■ **Excerpts from a dataset**:

········

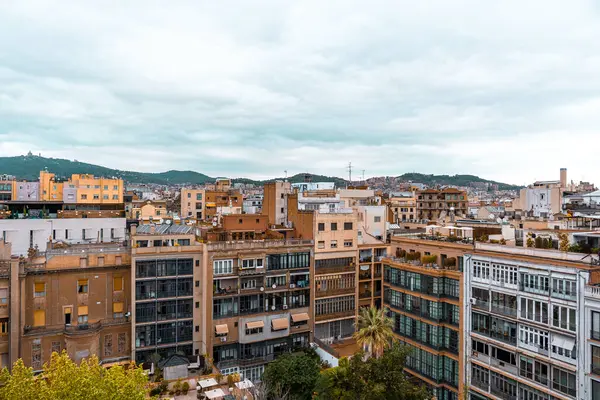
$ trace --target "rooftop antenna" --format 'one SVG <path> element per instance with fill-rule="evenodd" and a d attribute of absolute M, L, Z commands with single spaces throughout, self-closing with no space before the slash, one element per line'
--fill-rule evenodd
<path fill-rule="evenodd" d="M 362 180 L 363 180 L 363 184 L 366 184 L 367 182 L 365 181 L 365 170 L 362 170 Z"/>
<path fill-rule="evenodd" d="M 285 181 L 287 182 L 287 169 L 283 172 L 285 172 Z"/>
<path fill-rule="evenodd" d="M 352 184 L 352 161 L 348 163 L 348 182 Z"/>

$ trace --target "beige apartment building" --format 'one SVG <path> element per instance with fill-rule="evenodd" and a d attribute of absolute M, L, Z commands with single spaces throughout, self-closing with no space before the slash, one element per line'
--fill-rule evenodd
<path fill-rule="evenodd" d="M 467 215 L 467 192 L 455 188 L 427 189 L 417 192 L 418 219 L 438 220 Z"/>
<path fill-rule="evenodd" d="M 205 199 L 206 190 L 204 189 L 181 189 L 181 218 L 205 220 Z"/>
<path fill-rule="evenodd" d="M 40 371 L 52 352 L 110 365 L 130 359 L 130 254 L 121 244 L 73 245 L 30 258 L 0 242 L 0 362 Z"/>

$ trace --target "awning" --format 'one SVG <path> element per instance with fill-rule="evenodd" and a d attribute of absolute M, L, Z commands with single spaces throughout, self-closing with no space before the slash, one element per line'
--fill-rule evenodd
<path fill-rule="evenodd" d="M 264 321 L 246 322 L 246 329 L 264 328 L 264 326 L 265 326 Z"/>
<path fill-rule="evenodd" d="M 215 332 L 217 335 L 227 335 L 229 333 L 229 327 L 227 324 L 215 326 Z"/>
<path fill-rule="evenodd" d="M 308 313 L 292 314 L 292 322 L 304 322 L 309 319 Z"/>
<path fill-rule="evenodd" d="M 271 321 L 271 327 L 274 331 L 289 329 L 290 322 L 287 318 L 277 318 Z"/>
<path fill-rule="evenodd" d="M 236 382 L 235 386 L 237 386 L 240 390 L 250 389 L 254 387 L 254 384 L 248 379 L 244 379 L 242 382 Z"/>
<path fill-rule="evenodd" d="M 206 388 L 217 386 L 217 385 L 218 385 L 218 383 L 214 378 L 198 381 L 198 386 L 200 386 L 202 389 L 206 389 Z"/>
<path fill-rule="evenodd" d="M 113 303 L 113 313 L 122 313 L 123 312 L 123 303 L 117 302 Z"/>
<path fill-rule="evenodd" d="M 554 336 L 552 338 L 552 346 L 573 351 L 573 349 L 575 348 L 575 340 L 566 336 Z"/>
<path fill-rule="evenodd" d="M 225 396 L 225 392 L 222 389 L 209 390 L 204 392 L 207 399 L 216 399 Z"/>

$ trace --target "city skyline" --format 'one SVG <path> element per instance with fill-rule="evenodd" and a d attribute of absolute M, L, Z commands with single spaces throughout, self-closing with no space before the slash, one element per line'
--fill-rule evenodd
<path fill-rule="evenodd" d="M 7 3 L 0 154 L 249 178 L 346 177 L 352 160 L 366 176 L 526 184 L 568 167 L 598 182 L 600 49 L 582 40 L 597 22 L 556 1 Z"/>

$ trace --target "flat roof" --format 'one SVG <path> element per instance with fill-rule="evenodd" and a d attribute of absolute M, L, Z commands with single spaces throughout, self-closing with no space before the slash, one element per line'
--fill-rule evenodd
<path fill-rule="evenodd" d="M 192 233 L 194 233 L 194 227 L 192 226 L 173 224 L 141 225 L 136 230 L 136 234 L 141 235 L 185 235 Z"/>

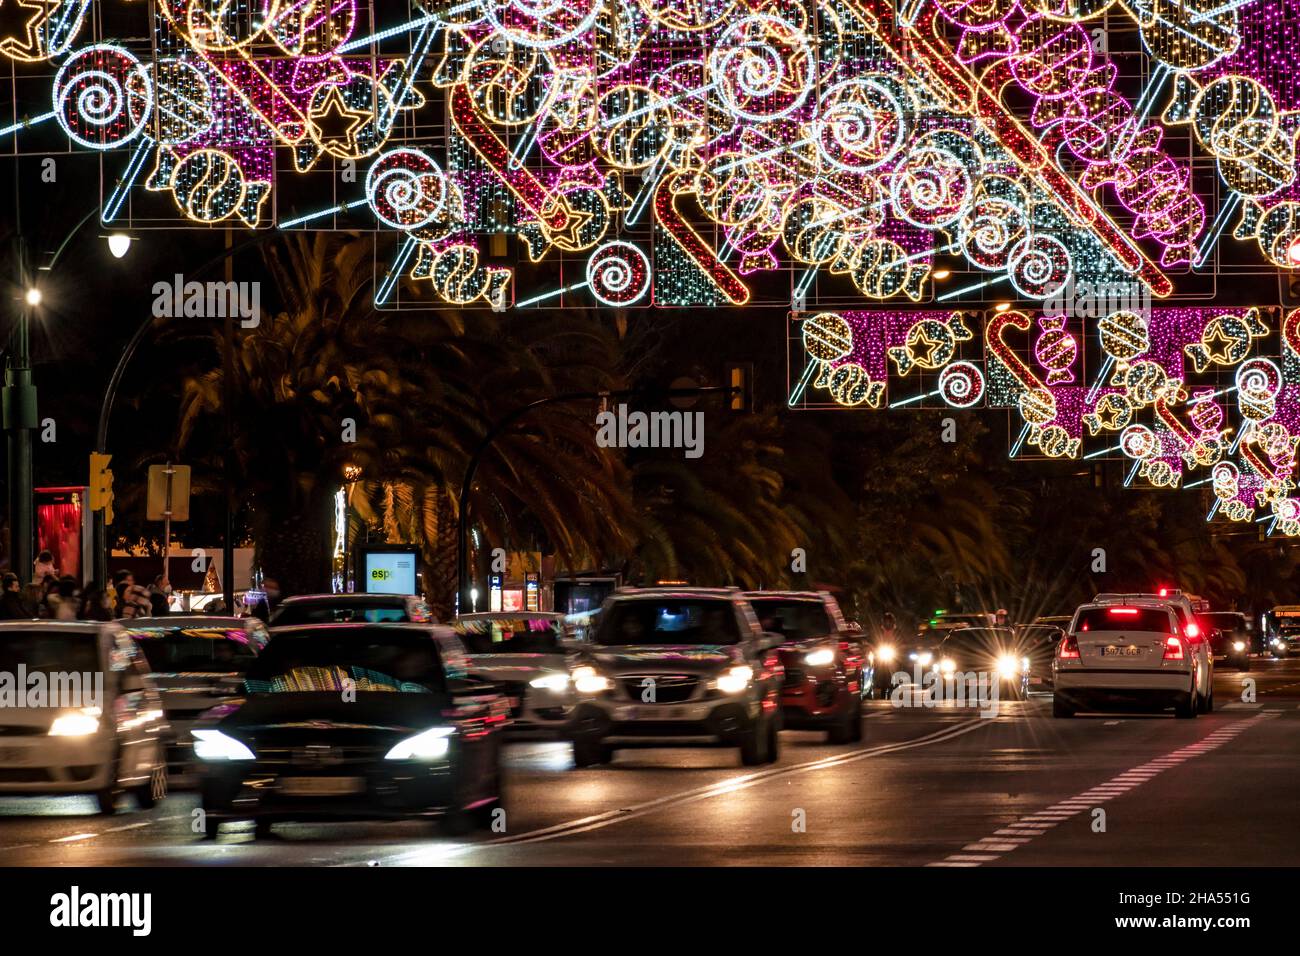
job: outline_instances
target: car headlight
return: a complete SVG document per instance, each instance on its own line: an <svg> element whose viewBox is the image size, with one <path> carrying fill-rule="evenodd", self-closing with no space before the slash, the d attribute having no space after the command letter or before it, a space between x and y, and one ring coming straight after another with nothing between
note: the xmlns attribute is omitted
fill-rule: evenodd
<svg viewBox="0 0 1300 956"><path fill-rule="evenodd" d="M957 669L957 662L951 657L945 657L939 662L939 670L945 674L951 674Z"/></svg>
<svg viewBox="0 0 1300 956"><path fill-rule="evenodd" d="M219 730L192 730L194 756L200 760L256 760L248 745Z"/></svg>
<svg viewBox="0 0 1300 956"><path fill-rule="evenodd" d="M916 661L922 667L928 667L930 666L930 662L934 660L934 655L929 651L921 651L920 653L914 651L908 655L908 658Z"/></svg>
<svg viewBox="0 0 1300 956"><path fill-rule="evenodd" d="M825 667L827 664L835 663L835 652L829 647L810 651L803 656L803 662L809 667Z"/></svg>
<svg viewBox="0 0 1300 956"><path fill-rule="evenodd" d="M998 676L999 677L1016 677L1020 674L1020 661L1016 660L1011 654L1003 654L998 658Z"/></svg>
<svg viewBox="0 0 1300 956"><path fill-rule="evenodd" d="M1028 658L1028 657L1022 657L1022 658L1020 658L1020 669L1021 669L1022 671L1024 671L1026 674L1028 674L1029 671L1030 671L1030 667L1031 667L1031 665L1030 665L1030 663L1029 663L1029 658Z"/></svg>
<svg viewBox="0 0 1300 956"><path fill-rule="evenodd" d="M98 707L85 707L73 714L62 714L50 724L51 737L89 737L98 731Z"/></svg>
<svg viewBox="0 0 1300 956"><path fill-rule="evenodd" d="M1234 651L1244 651L1244 650L1246 649L1246 642L1245 642L1245 641L1233 641L1233 642L1232 642L1232 649L1233 649Z"/></svg>
<svg viewBox="0 0 1300 956"><path fill-rule="evenodd" d="M529 687L540 687L544 690L561 693L569 686L568 674L542 674L540 677L534 677L528 682Z"/></svg>
<svg viewBox="0 0 1300 956"><path fill-rule="evenodd" d="M876 656L888 664L898 656L898 651L890 647L888 644L881 644L876 648Z"/></svg>
<svg viewBox="0 0 1300 956"><path fill-rule="evenodd" d="M599 694L609 690L609 678L594 667L577 667L573 671L573 686L580 694Z"/></svg>
<svg viewBox="0 0 1300 956"><path fill-rule="evenodd" d="M392 750L384 754L384 759L441 760L447 756L447 750L451 746L447 738L455 732L455 727L431 727L414 737L399 740Z"/></svg>
<svg viewBox="0 0 1300 956"><path fill-rule="evenodd" d="M718 690L724 694L739 694L749 686L754 676L754 668L748 664L737 664L718 675Z"/></svg>

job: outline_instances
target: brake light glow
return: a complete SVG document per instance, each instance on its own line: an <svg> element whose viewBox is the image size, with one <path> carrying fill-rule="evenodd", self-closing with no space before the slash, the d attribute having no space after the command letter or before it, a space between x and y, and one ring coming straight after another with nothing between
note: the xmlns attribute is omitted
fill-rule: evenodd
<svg viewBox="0 0 1300 956"><path fill-rule="evenodd" d="M1111 614L1122 614L1125 617L1133 617L1137 614L1138 609L1135 607L1113 607L1110 608Z"/></svg>
<svg viewBox="0 0 1300 956"><path fill-rule="evenodd" d="M1165 638L1165 660L1181 661L1183 659L1183 642L1170 636Z"/></svg>
<svg viewBox="0 0 1300 956"><path fill-rule="evenodd" d="M1169 589L1168 589L1168 588L1161 588L1161 589L1160 589L1160 596L1161 596L1161 597L1169 597Z"/></svg>
<svg viewBox="0 0 1300 956"><path fill-rule="evenodd" d="M1073 634L1067 634L1061 638L1061 644L1057 648L1057 657L1063 661L1077 661L1079 659L1079 641Z"/></svg>
<svg viewBox="0 0 1300 956"><path fill-rule="evenodd" d="M1197 624L1195 621L1188 624L1187 627L1183 628L1183 630L1186 632L1188 637L1201 636L1201 625Z"/></svg>

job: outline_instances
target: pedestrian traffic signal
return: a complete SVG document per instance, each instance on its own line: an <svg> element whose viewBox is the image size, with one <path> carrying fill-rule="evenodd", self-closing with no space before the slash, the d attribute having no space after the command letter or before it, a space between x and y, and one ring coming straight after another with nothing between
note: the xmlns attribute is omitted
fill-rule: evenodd
<svg viewBox="0 0 1300 956"><path fill-rule="evenodd" d="M113 471L108 463L112 455L90 453L90 510L104 512L104 524L113 523Z"/></svg>

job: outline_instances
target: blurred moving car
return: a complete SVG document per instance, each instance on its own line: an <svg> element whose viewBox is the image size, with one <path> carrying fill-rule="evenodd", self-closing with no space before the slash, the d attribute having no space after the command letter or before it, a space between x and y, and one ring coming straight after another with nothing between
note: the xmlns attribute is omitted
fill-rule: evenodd
<svg viewBox="0 0 1300 956"><path fill-rule="evenodd" d="M779 654L782 726L825 730L833 744L862 739L862 698L874 687L860 630L826 591L750 591L760 628L785 638Z"/></svg>
<svg viewBox="0 0 1300 956"><path fill-rule="evenodd" d="M899 684L920 683L938 666L939 645L957 627L922 627L910 637L879 641L875 646L877 693L888 696Z"/></svg>
<svg viewBox="0 0 1300 956"><path fill-rule="evenodd" d="M491 681L506 695L507 738L567 739L576 697L563 614L462 614L452 629L465 645L470 674Z"/></svg>
<svg viewBox="0 0 1300 956"><path fill-rule="evenodd" d="M266 626L255 617L173 614L124 622L162 694L167 770L173 787L194 783L190 729L217 704L243 693L244 672L266 646Z"/></svg>
<svg viewBox="0 0 1300 956"><path fill-rule="evenodd" d="M196 727L205 835L254 820L438 818L487 827L502 803L506 703L467 681L450 629L326 624L272 633L246 696Z"/></svg>
<svg viewBox="0 0 1300 956"><path fill-rule="evenodd" d="M1300 604L1279 604L1270 617L1274 632L1269 650L1277 657L1300 655Z"/></svg>
<svg viewBox="0 0 1300 956"><path fill-rule="evenodd" d="M1057 648L1052 714L1073 717L1094 701L1173 707L1178 717L1214 709L1214 658L1200 626L1156 595L1098 595L1075 612Z"/></svg>
<svg viewBox="0 0 1300 956"><path fill-rule="evenodd" d="M104 814L167 796L162 698L116 623L0 622L0 673L25 675L0 706L0 794L89 794Z"/></svg>
<svg viewBox="0 0 1300 956"><path fill-rule="evenodd" d="M740 591L626 588L606 598L573 671L573 761L608 763L648 741L738 747L745 766L775 762L781 729L780 634L766 634Z"/></svg>
<svg viewBox="0 0 1300 956"><path fill-rule="evenodd" d="M432 620L433 612L424 598L413 594L297 594L281 601L267 624L425 624Z"/></svg>
<svg viewBox="0 0 1300 956"><path fill-rule="evenodd" d="M1214 659L1248 670L1250 655L1258 650L1251 619L1240 611L1205 611L1197 617L1209 632Z"/></svg>
<svg viewBox="0 0 1300 956"><path fill-rule="evenodd" d="M1001 694L1024 697L1051 686L1052 660L1064 636L1050 624L957 628L939 645L936 666L940 673L996 675Z"/></svg>

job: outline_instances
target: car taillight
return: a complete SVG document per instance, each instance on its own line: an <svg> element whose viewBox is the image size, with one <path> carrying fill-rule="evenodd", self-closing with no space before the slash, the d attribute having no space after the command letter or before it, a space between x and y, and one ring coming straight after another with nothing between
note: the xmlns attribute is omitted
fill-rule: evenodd
<svg viewBox="0 0 1300 956"><path fill-rule="evenodd" d="M1057 648L1056 656L1063 661L1077 661L1079 659L1079 641L1073 634L1067 634L1061 638L1061 645Z"/></svg>
<svg viewBox="0 0 1300 956"><path fill-rule="evenodd" d="M1201 625L1197 624L1195 621L1193 621L1191 624L1188 624L1187 627L1183 628L1183 630L1186 632L1188 637L1201 636Z"/></svg>
<svg viewBox="0 0 1300 956"><path fill-rule="evenodd" d="M1170 636L1165 638L1165 660L1181 661L1183 659L1183 642Z"/></svg>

········

■ **Exercise directions**: What you copy out must be exactly the lines from the line containing "target: car taillight" through the end of the records.

■ **Reply to the task**:
target: car taillight
return: a complete SVG document per instance, each instance on its own line: an <svg> element whose viewBox is the image size, with one <path> carrying fill-rule="evenodd", self-closing with no space before the slash, the d attribute having no space after the command letter or before it, a space between x and y, and one ring coming straight after another with nothing between
note: the xmlns attribute is omitted
fill-rule: evenodd
<svg viewBox="0 0 1300 956"><path fill-rule="evenodd" d="M1057 648L1056 656L1063 661L1077 661L1079 659L1079 641L1073 634L1067 634L1061 638L1061 645Z"/></svg>
<svg viewBox="0 0 1300 956"><path fill-rule="evenodd" d="M1201 625L1197 624L1195 621L1193 621L1191 624L1188 624L1187 627L1183 628L1183 630L1186 632L1188 637L1201 636Z"/></svg>
<svg viewBox="0 0 1300 956"><path fill-rule="evenodd" d="M1170 636L1165 638L1165 660L1181 661L1183 659L1183 642Z"/></svg>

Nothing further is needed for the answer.